If we classify the tasks handled by machines as (I) simple, (II) moderately difficult, and (III) very difficult, then at the low end of level I, we have arithmetic computations, simple spelling checks, and straightforward database retrieval. From upper end of level I, through level II, we have most of the practical AI applications today, such as symbolic calculus, expert systems, robotics, and machine visions.

Chess playing against human grandmasters can be regarded as lying toward the upper end of complexity level II. Although the domain is well defined, a high level of a play cannot be attained without doing sofisticated knowledge and selective search. Although computers are still far behind people in performing in complex everyday environments, they do perform at the level of highly expert humans in domains like chess, using their superior computational power to supplement knowledge and selectivity (see Promising Applications).

What are the prospects for AI solutions to problems at level III complexity? One possibility increasingly examinated in recent years is to apply parallel computing methods. Some impressive applications of parallelism today involve speech recognision and vehicle steering.

◆ THE REQUEST:
Reproduce word for word the part of the passage on machine task difficulty that opens with the words "What are the" and closes with "and vehicle steering.".

◆ RECORDS SHOWN:
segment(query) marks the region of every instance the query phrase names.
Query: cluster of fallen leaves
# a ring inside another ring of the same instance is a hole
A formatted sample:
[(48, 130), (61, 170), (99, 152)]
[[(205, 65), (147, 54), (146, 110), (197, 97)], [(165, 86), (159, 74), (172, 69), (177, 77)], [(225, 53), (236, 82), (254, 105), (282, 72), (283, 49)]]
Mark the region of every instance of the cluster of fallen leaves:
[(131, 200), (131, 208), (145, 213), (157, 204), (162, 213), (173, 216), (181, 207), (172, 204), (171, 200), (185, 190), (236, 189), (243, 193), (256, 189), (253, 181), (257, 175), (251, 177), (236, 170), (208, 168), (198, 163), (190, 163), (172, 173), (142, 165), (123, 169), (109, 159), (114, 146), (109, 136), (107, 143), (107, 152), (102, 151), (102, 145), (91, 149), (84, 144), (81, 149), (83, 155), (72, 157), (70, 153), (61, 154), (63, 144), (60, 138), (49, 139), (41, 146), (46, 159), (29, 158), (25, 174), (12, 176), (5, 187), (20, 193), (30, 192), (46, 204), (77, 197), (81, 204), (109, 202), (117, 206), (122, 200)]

* * *

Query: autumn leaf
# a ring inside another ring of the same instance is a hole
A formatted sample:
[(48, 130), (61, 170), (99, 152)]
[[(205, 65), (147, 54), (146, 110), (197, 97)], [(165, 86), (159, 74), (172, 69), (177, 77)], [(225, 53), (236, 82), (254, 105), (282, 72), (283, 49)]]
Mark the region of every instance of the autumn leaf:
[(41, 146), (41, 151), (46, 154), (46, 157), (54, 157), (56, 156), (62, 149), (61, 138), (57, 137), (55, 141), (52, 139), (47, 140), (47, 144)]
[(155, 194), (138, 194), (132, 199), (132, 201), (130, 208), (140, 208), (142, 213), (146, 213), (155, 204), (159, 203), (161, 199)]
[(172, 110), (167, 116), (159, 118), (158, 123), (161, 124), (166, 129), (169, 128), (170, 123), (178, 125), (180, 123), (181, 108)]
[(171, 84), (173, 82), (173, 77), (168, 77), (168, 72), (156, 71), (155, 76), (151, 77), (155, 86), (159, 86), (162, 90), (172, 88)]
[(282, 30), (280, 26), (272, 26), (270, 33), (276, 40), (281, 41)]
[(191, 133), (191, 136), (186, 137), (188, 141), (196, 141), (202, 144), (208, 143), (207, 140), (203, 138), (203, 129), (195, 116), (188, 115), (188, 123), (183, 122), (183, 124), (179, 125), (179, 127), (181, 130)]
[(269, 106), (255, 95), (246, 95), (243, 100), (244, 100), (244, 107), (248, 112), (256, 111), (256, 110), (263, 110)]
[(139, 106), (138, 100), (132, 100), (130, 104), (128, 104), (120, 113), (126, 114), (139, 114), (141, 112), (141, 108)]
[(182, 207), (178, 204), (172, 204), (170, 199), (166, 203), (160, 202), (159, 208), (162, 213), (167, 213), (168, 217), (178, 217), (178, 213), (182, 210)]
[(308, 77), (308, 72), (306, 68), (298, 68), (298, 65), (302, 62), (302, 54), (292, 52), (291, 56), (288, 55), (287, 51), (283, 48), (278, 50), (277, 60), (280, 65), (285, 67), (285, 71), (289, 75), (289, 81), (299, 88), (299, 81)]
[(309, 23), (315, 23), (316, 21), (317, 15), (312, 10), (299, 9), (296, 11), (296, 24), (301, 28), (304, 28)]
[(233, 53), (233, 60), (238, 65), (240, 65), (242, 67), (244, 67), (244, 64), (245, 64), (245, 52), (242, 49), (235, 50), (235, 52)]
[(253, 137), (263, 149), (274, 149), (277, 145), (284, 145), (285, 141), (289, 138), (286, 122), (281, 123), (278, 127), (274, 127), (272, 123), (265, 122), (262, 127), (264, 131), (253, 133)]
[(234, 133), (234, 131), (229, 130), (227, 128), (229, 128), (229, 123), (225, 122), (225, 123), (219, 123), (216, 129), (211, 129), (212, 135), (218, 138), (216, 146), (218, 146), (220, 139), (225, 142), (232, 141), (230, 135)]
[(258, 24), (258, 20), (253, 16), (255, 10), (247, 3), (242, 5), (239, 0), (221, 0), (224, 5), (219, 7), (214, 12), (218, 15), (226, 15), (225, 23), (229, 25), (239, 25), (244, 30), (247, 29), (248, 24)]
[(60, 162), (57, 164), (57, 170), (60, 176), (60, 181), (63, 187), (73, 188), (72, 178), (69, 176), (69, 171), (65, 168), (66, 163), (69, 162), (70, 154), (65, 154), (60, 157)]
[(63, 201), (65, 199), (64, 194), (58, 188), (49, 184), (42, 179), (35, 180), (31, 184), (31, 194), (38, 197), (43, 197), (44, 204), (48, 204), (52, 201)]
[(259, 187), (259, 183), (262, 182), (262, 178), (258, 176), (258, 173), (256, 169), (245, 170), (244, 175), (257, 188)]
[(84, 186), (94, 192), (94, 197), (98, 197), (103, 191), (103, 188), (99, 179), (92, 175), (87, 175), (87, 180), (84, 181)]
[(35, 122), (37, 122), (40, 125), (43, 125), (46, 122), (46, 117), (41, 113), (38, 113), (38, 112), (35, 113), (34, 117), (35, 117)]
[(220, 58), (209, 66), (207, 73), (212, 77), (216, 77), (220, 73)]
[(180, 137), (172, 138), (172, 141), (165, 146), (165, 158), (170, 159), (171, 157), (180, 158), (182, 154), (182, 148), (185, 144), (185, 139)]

==

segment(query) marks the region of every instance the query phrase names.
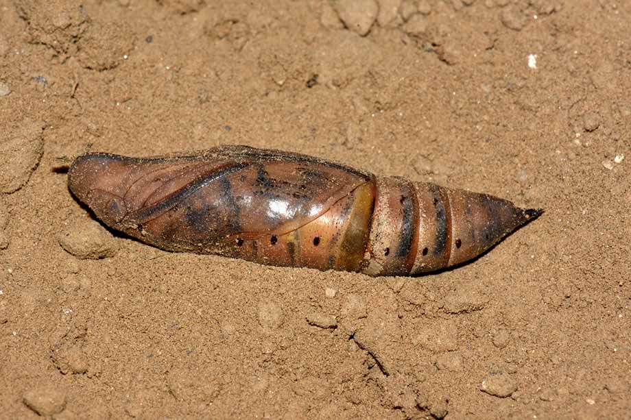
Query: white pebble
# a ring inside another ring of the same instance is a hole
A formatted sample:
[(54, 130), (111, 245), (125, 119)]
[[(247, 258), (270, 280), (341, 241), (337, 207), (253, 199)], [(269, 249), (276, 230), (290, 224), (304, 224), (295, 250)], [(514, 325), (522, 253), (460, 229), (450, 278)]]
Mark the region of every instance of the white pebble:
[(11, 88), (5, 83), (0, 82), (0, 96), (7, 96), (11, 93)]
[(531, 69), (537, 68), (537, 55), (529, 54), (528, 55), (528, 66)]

◆ RESPONSE TO THIS TASK:
What are the prospects for AI solutions to problems at level III complexity? One possibility increasingly examinated in recent years is to apply parallel computing methods. Some impressive applications of parallelism today involve speech recognision and vehicle steering.